=== PROBLEM TO WORK ON ===
Rewrite all of the records below, changing "put a point on each" to "mark each one" everywhere it occurs and keeping everything else the same. Leave the pictures out.

=== DATA LINES ===
++++++
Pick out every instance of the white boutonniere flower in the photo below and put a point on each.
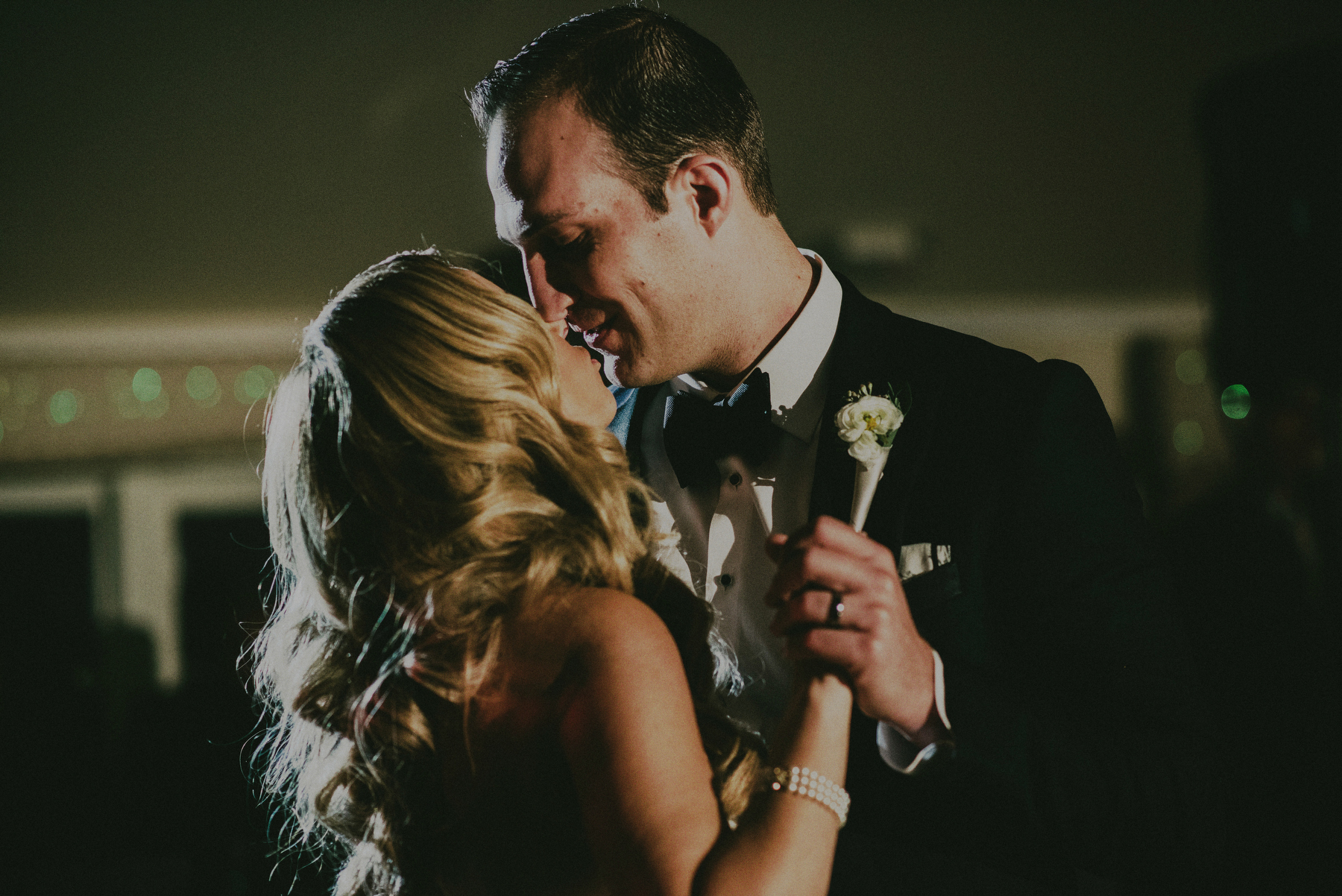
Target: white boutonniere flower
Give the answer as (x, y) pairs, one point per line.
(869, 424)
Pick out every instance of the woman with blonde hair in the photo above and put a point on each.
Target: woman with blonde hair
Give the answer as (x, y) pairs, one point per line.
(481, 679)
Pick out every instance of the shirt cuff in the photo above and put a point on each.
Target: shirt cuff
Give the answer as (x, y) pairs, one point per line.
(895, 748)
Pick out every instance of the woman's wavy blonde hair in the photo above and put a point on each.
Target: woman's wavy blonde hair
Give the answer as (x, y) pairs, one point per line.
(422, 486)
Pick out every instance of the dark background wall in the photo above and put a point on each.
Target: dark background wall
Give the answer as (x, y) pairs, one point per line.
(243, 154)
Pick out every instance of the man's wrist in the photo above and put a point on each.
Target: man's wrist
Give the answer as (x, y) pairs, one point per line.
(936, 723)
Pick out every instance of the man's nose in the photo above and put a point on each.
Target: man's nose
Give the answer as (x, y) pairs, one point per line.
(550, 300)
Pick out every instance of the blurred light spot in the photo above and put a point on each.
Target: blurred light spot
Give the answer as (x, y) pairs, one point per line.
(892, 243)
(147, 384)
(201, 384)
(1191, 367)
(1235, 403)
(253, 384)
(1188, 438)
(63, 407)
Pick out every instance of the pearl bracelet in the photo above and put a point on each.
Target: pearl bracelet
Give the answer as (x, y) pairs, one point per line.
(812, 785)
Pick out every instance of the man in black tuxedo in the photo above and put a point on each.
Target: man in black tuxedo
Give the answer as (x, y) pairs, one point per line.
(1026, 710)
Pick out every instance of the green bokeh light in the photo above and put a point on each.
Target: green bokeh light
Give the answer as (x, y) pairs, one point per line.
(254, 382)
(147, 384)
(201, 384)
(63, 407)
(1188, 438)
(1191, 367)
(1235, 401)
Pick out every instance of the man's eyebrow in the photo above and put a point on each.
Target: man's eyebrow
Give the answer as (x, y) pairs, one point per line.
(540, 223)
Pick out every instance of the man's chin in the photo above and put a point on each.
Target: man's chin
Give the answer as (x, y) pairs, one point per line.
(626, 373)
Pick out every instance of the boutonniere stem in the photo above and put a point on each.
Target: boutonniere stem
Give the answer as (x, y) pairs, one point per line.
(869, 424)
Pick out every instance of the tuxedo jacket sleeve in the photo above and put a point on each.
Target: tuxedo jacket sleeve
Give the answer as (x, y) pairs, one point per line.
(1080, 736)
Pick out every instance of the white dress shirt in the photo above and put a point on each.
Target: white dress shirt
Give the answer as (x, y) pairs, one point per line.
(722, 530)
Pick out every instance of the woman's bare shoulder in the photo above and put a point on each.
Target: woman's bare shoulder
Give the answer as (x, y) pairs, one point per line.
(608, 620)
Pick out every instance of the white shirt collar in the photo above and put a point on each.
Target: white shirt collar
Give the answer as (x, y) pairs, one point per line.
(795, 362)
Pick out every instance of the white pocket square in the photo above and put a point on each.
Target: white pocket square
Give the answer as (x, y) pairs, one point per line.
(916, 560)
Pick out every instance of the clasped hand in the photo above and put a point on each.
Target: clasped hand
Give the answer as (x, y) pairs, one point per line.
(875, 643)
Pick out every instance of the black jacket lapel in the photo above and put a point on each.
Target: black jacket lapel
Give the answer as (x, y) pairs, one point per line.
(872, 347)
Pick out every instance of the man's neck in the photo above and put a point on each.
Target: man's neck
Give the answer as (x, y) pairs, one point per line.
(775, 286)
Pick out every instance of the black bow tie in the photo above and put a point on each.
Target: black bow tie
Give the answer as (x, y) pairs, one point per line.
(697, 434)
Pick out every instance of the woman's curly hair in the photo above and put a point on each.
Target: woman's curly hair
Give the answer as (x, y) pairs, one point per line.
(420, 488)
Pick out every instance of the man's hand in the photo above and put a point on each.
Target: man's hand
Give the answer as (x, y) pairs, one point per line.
++++++
=== SOLUTION ===
Pick out every instance of the white boutonniere flower in the photo below and mark each one.
Target: white boutonniere flower
Give the answer as (x, y) pairs, one point per line.
(869, 424)
Pick out every instance of the woman with blonde hair in the photo above and mark each one.
Target: woman with blonde hair
Give the answer as (x, y) pairs, one point per line.
(481, 679)
Pick out every instance of the shirt cuff in the photo above and mark each one.
Target: shirt cuff
Give the answer as (x, y) pairs, one point per line.
(895, 748)
Pick out every instance of the woman's wavy blonde hair in the photo above and mark each one.
Target: woman's wavy blonde hair
Give the answer as (x, y) pairs, one point per line.
(422, 486)
Pick out every instance of the dark background wall in the photo above and mark each one.
Target: dark background wall
Give the answer as (x, y) pairs, one point per line.
(243, 154)
Pick out every instance of the man's wrist in the photo above and mark each one.
Target: man's wrist
Give the answer as (x, y) pairs, one point per line.
(936, 723)
Pick out every instance of the man's nose in the photo above and mark each one.
Target: man's nose
Give the answer as (x, y) pairs, one point per line.
(550, 300)
Pick out every instance of the blurred light spot in the photo above and mark each one.
Target: blurred light spot
Give the answer as (x, y) pairs, one point per line.
(892, 243)
(147, 384)
(201, 384)
(1191, 367)
(1235, 403)
(253, 384)
(1188, 438)
(63, 407)
Pick out every instance of the pearl bracelet in the photo above and mark each one.
Target: pearl bracelet
Give the answer as (x, y) pairs, one point per line.
(812, 785)
Pick out every instance of the man in black tuxedo in the photo above and mark each one.
Target: man in black tuxedo
Give the answer as (x, y) pairs, one point per line.
(1026, 710)
Pick out every instance of the green bokeh light in the photo above and mark each one.
Target: green bokeh light
Give the answer as (x, y) pairs, one point per line.
(254, 382)
(147, 384)
(201, 384)
(63, 407)
(1188, 438)
(1191, 367)
(1235, 401)
Pick out every instance of the man's eyebrow in the photo above and mark each one.
Target: man's eyebrow
Give the answer as (x, y) pairs, one point per line.
(540, 223)
Pick out every instance of the man's chin in the photo above and mark each one.
Target: man's chin
Give the answer as (x, y) pairs, one point per line.
(626, 373)
Pick out every instance of the boutonniere stem in the photo above and mark each one.
Target: boutonniere stem
Give the answer as (x, y) pairs, one point per line.
(869, 424)
Pick out every instance of the tuxedo jacket sleeve in the photo above and mark each one.
Target: tuxedo jacket sleeve
Give the answer as (x, y) pairs, one point per line.
(1080, 736)
Pick out every instance of the white dress shirt in the photo above and mark each one.
Target: white dress shirt
Give the answer as (x, y) pairs, one point per line.
(722, 530)
Pick out every instance of the woman's bare shoulder in the photo above and mark each one.
Target: woman's bare shoulder
Give the answer as (x, y) pairs, one point per line.
(608, 620)
Pick out every instance of the white shirt collar in the photo above and mark each one.
Target: white shirt collar
Give the answer as (x, y) pairs, one point per line.
(795, 362)
Pick out every instance of the white pocket square in the photo above and mark each one.
Target: white pocket square
Give the answer as (x, y) pairs, one point per line.
(916, 560)
Pick out every instance of the clasped hand in the photo above and mark each one.
Target: clasped hand
Give the answer as (x, y) pairs, one point per line.
(875, 643)
Pick out every instance of the black jacket lapel in the photo above and mark each one.
Target: black jacket lapel
Give the answer as (x, y) pairs, one point per line.
(872, 347)
Pick out every instance of the man's neck in the photo above and mark each one.
Target: man's neck
Give the answer as (x, y) pairs, one point per line.
(775, 286)
Pick out every instance of the black bow tie in the photo above and mark each one.
Target: black bow tie
Give the answer as (x, y) pairs, one point per line.
(697, 434)
Pick out every instance of the woman's curly hair in the photo above and mark each one.
Target: woman's curly hair
Give the answer as (x, y) pairs, one point per line.
(420, 488)
Pick out every instance of the man's hand in the photo above and mark each one.
Target: man's hand
Give the answer as (x, y) pairs, one point per line.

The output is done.